Resurrection implies that the person is restored and restored into a condition of perfection. Now, actually, we don't really know what perfection is, though we might speculate that it involves an inner ethical condition. It must presumably mean personal fulfilment.

Resurrection also implies the restoration of the world - indeed the cosmos - into a condition of perfection, and therefore its fulfilment.

If who we are is so much the sum of our memories and consciousness of memories, how does this relate to the fulfilment of personality, and of the cosmos?

This all needs working out within time. Something like achieving perfection is not some given eternal, but something arrived at, if at all. It has to be in our lives, in our culture.

But time is something that varies out there objectively and is intimately connected with subjective experience. Subjective experiences of time do have objective reality. A person who travels faster will become younger than a person who travels slower; time does slow down for the traveller. Experiments have also shown that time actually does slow down for a person who is scared. It emphasises what is known in quantum physics, that the observer changes the result of external reality.

Time then is highly personal, with losses to the past and the building up of memory, and an orientation to the future to come. And resurrection points to the future. In the Christian myth, the resurrection is a time of beginning, among only a few: it is not, for example, the birth of the Church. It is more the foundations. It looks forward and little happens.

And isn't then resurrection not about measuring time, but a moment of time inverted, where something of a profound moment is every moment, where inverted time is like eternal time? Yes there is then the future to build, and hopefully built on the basis of that eternity in a moment of realised fulfilment, one that is, and yet is yet to be.

So we as individuals, and as a reinterpreting group, are involved in worship that means, in a sense, some reorientation of the self towards asking about any fulfilment of ourselves and the world. We have our own, derived, liturgical outlook.

**GIVEN DATA:**
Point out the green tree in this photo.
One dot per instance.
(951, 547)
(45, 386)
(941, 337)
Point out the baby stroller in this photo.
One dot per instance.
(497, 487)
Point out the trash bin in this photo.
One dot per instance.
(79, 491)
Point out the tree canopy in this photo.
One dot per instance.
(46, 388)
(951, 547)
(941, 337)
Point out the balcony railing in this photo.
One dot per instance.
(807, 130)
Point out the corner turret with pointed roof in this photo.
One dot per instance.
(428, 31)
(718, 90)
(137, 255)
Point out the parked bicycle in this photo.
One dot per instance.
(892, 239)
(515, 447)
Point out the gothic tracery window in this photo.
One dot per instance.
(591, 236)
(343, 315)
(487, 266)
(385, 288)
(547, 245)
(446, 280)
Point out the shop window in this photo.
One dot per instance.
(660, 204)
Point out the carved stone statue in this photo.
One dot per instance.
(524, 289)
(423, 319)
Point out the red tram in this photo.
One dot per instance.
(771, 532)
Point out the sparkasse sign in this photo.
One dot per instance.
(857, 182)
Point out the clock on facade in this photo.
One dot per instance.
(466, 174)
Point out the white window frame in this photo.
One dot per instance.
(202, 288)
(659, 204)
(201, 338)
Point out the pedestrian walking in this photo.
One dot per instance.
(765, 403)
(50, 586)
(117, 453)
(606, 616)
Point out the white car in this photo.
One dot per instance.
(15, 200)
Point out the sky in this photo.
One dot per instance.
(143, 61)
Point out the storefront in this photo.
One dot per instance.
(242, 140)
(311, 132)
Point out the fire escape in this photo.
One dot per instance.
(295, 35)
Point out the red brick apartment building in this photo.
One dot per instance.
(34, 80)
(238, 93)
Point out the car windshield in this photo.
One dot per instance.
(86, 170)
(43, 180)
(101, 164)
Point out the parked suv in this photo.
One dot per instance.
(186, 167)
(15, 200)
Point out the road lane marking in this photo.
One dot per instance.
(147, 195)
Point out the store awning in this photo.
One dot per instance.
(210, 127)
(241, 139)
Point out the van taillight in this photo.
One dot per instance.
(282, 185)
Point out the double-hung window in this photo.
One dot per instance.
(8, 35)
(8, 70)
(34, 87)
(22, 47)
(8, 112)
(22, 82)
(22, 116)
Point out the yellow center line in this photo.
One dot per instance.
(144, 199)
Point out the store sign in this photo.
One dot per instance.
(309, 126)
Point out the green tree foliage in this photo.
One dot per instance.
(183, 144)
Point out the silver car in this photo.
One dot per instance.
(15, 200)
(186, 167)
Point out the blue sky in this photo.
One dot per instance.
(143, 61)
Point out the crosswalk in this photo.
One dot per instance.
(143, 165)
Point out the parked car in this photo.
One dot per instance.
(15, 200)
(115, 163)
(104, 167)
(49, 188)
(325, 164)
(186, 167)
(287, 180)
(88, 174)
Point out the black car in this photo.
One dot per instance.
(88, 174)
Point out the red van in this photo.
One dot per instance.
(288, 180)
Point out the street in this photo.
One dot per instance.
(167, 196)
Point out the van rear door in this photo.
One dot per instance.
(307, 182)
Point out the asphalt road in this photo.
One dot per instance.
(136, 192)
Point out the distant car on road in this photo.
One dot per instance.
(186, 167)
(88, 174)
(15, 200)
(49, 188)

**WORK ORDER 1:**
Set down, word for word, everything from "This all needs" down to "of external reality." in the passage on resurrection and time.
**WORK ORDER 2:**
In the passage on resurrection and time, what do experiments show happens to time for a person who is scared?
**WORK ORDER 3:**
The passage on resurrection and time calls time highly personal. List every feature it names as making time so.
The data come from a separate source unrelated to the passage on resurrection and time.

**TASK RESPONSE 1:**
This all needs working out within time. Something like achieving perfection is not some given eternal, but something arrived at, if at all. It has to be in our lives, in our culture.

But time is something that varies out there objectively and is intimately connected with subjective experience. Subjective experiences of time do have objective reality. A person who travels faster will become younger than a person who travels slower; time does slow down for the traveller. Experiments have also shown that time actually does slow down for a person who is scared. It emphasises what is known in quantum physics, that the observer changes the result of external reality.

**TASK RESPONSE 2:**
Time actually does slow down for that person.

**TASK RESPONSE 3:**
- losses to the past
- the building up of memory
- an orientation to the future to come